Your objective: Find every row that contains the word "head", matching case, and copy each of those rows in full.

───── Input material ─────

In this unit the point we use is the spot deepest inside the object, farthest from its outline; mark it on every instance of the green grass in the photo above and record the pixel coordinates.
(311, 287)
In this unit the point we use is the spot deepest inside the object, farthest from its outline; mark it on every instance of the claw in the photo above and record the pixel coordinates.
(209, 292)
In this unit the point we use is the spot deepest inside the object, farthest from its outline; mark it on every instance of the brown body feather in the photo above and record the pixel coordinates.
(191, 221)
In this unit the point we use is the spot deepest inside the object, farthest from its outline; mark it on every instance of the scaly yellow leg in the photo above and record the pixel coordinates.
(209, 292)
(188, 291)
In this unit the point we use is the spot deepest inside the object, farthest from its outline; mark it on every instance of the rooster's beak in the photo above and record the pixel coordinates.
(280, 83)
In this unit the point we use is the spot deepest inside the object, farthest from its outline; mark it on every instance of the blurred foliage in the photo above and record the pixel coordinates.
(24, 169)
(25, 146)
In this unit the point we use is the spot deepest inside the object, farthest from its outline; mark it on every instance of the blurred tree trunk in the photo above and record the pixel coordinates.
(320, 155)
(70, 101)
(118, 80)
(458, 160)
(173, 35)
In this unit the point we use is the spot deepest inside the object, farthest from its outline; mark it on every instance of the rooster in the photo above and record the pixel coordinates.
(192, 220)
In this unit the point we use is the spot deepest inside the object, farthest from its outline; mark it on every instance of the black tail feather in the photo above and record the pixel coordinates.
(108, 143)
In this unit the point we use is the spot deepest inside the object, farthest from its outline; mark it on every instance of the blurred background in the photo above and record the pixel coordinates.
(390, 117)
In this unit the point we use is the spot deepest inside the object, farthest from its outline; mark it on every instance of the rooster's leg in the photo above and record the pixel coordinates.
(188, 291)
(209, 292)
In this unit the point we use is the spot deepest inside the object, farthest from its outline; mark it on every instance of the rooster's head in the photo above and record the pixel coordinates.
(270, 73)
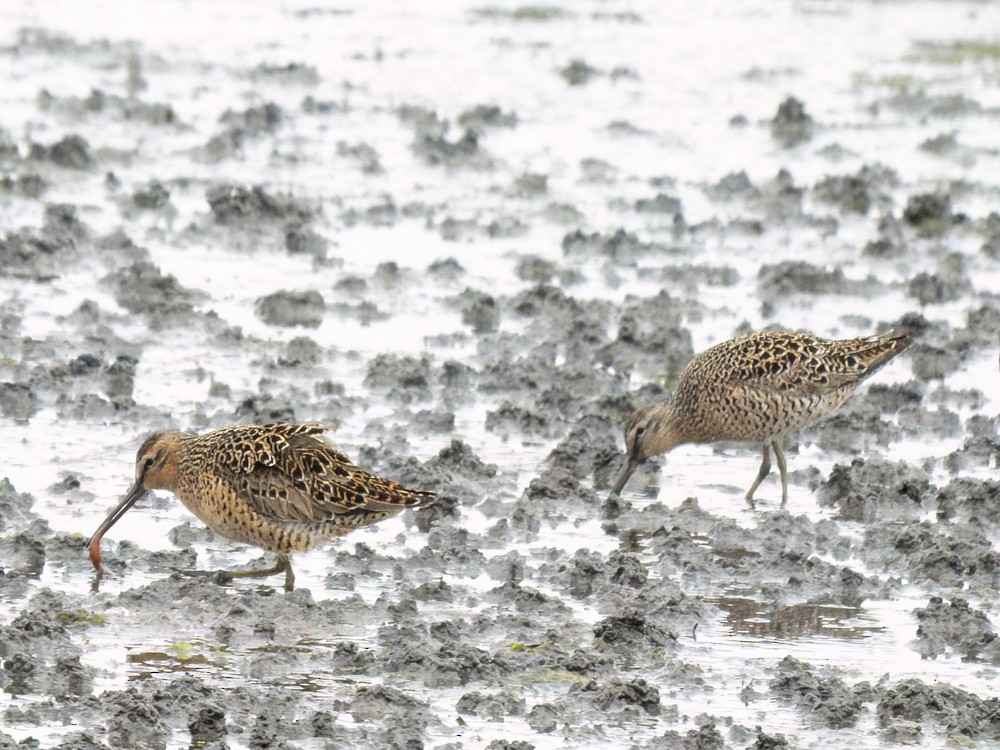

─────

Correct answer:
In this unit the point we use is the spot deepest inside the object, farthest from its outline; mark it on every instance of the rooster's head in the photo above and record the pixel coordinates.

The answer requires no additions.